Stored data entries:
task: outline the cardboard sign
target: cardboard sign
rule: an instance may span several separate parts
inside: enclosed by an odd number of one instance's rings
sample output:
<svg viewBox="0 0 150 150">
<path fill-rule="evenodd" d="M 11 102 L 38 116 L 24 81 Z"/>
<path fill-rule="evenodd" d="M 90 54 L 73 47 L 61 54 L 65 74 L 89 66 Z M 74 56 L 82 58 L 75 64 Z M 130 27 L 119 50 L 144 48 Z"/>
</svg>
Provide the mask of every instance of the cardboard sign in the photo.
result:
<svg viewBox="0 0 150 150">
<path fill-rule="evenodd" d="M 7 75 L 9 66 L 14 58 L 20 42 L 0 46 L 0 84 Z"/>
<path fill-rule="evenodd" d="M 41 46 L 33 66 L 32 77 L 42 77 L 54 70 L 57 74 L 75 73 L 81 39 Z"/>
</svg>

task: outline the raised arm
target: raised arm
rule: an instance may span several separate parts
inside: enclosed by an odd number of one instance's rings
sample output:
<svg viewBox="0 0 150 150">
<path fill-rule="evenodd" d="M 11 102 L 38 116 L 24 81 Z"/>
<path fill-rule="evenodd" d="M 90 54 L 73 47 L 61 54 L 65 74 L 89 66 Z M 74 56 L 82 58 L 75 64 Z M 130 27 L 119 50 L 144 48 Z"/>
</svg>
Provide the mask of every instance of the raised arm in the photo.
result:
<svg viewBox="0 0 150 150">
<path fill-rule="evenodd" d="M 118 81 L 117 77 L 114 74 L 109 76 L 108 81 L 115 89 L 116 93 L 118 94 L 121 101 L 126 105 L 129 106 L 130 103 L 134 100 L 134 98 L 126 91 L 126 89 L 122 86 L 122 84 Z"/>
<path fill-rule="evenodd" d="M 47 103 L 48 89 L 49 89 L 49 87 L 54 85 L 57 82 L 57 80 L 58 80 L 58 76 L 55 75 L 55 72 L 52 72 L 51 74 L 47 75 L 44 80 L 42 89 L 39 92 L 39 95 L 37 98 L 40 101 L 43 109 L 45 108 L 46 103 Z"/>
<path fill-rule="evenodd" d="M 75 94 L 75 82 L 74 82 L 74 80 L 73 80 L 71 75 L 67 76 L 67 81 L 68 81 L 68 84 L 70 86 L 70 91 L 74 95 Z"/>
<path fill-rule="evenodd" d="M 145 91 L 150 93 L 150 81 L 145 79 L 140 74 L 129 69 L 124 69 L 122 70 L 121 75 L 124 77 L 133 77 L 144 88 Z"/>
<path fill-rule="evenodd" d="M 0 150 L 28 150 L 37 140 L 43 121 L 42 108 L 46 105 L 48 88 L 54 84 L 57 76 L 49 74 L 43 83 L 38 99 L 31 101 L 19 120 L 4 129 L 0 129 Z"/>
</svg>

AIM OF THE EXERCISE: What is needed here is an exact reproduction of all the entries.

REPLY:
task: outline the cardboard sign
target: cardboard sign
rule: an instance may span several separate parts
inside: enclosed by an odd number of one instance's rings
sample output:
<svg viewBox="0 0 150 150">
<path fill-rule="evenodd" d="M 11 102 L 38 116 L 24 81 Z"/>
<path fill-rule="evenodd" d="M 90 54 L 73 47 L 61 54 L 65 74 L 89 66 Z M 74 56 L 82 58 L 75 64 Z M 130 27 L 119 50 L 144 48 Z"/>
</svg>
Provide the mask of every instance of the cardboard sign in the photo.
result:
<svg viewBox="0 0 150 150">
<path fill-rule="evenodd" d="M 7 75 L 9 66 L 14 58 L 20 42 L 0 46 L 0 84 Z"/>
<path fill-rule="evenodd" d="M 41 46 L 33 66 L 32 77 L 42 77 L 54 70 L 57 74 L 75 73 L 81 39 Z"/>
</svg>

task: outline the raised arm
target: raised arm
rule: an instance may span several separate parts
inside: enclosed by an odd number of one instance's rings
sample output:
<svg viewBox="0 0 150 150">
<path fill-rule="evenodd" d="M 11 102 L 38 116 L 24 81 Z"/>
<path fill-rule="evenodd" d="M 90 54 L 73 47 L 61 54 L 65 74 L 89 66 Z M 74 56 L 82 58 L 75 64 Z M 130 27 L 119 50 L 144 48 Z"/>
</svg>
Provide the mask of every instance of the raised arm in the photo.
result:
<svg viewBox="0 0 150 150">
<path fill-rule="evenodd" d="M 118 81 L 117 77 L 114 74 L 109 76 L 108 81 L 115 89 L 116 93 L 118 94 L 121 101 L 126 105 L 129 106 L 130 103 L 134 100 L 134 98 L 126 91 L 126 89 L 122 86 L 122 84 Z"/>
<path fill-rule="evenodd" d="M 47 103 L 48 89 L 49 89 L 49 87 L 54 85 L 57 82 L 57 80 L 58 80 L 58 76 L 55 75 L 55 72 L 52 72 L 51 74 L 47 75 L 44 80 L 42 89 L 39 92 L 39 95 L 37 98 L 40 101 L 43 109 L 45 108 L 46 103 Z"/>
<path fill-rule="evenodd" d="M 75 94 L 75 82 L 74 82 L 74 80 L 73 80 L 71 75 L 67 76 L 67 81 L 68 81 L 68 84 L 70 86 L 70 91 L 74 95 Z"/>
<path fill-rule="evenodd" d="M 145 91 L 150 93 L 150 81 L 145 79 L 140 74 L 129 69 L 124 69 L 122 70 L 121 75 L 124 77 L 133 77 L 144 88 Z"/>
<path fill-rule="evenodd" d="M 0 150 L 28 150 L 37 140 L 43 121 L 42 108 L 46 105 L 48 88 L 54 84 L 57 76 L 49 74 L 43 83 L 38 99 L 31 101 L 19 120 L 4 129 L 0 129 Z"/>
</svg>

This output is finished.